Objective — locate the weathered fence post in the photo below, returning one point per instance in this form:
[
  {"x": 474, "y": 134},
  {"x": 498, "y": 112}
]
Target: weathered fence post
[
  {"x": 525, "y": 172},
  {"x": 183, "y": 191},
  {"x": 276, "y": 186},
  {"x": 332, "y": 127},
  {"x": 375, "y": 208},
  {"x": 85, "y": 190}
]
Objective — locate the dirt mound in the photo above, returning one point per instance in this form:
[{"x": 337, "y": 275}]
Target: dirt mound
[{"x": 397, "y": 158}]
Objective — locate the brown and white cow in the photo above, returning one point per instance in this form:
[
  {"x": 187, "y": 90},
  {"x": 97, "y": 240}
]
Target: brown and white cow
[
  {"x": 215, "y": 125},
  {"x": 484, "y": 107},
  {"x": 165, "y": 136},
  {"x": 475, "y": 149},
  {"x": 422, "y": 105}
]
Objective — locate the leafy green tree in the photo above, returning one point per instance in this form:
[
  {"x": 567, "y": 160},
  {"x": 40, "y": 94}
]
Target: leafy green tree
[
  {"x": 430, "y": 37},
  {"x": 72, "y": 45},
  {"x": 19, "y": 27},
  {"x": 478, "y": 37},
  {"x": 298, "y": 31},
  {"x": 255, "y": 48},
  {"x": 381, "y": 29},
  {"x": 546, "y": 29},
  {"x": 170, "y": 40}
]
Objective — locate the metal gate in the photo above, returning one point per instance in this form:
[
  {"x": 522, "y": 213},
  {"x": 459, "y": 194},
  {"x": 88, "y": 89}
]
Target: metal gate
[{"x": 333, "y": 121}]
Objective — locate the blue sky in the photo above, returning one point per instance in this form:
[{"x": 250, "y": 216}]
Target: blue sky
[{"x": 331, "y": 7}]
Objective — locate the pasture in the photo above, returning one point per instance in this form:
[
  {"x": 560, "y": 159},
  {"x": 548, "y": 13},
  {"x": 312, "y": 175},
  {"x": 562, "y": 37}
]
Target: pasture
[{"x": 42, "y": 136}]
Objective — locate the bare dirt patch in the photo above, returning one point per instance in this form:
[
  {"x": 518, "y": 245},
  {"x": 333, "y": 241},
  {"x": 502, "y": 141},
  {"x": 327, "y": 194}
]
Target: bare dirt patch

-- -- --

Given request: Only the lines from the one with "Objective — locate the metal" through the end of the material are wanted; copy them exactly, both ends included.

Exercise response:
Objective — locate the metal gate in the photo above, returning one point per instance in this form:
[
  {"x": 522, "y": 213},
  {"x": 459, "y": 194},
  {"x": 88, "y": 89}
]
Target: metal gate
[{"x": 333, "y": 121}]
Objective — locate the blue sky in the photo above, returning one point per instance in this form:
[{"x": 250, "y": 216}]
Target: blue sky
[{"x": 331, "y": 7}]
Objective — locate the pasture in the photo above, returning one point per instance in this form:
[
  {"x": 560, "y": 159},
  {"x": 548, "y": 13},
  {"x": 312, "y": 175},
  {"x": 562, "y": 37}
]
Target: pasture
[{"x": 42, "y": 136}]
Objective — locate the bare dirt patch in the photo above, returning one point per instance in this form:
[
  {"x": 518, "y": 245},
  {"x": 333, "y": 241},
  {"x": 502, "y": 141},
  {"x": 327, "y": 194}
]
Target: bare dirt patch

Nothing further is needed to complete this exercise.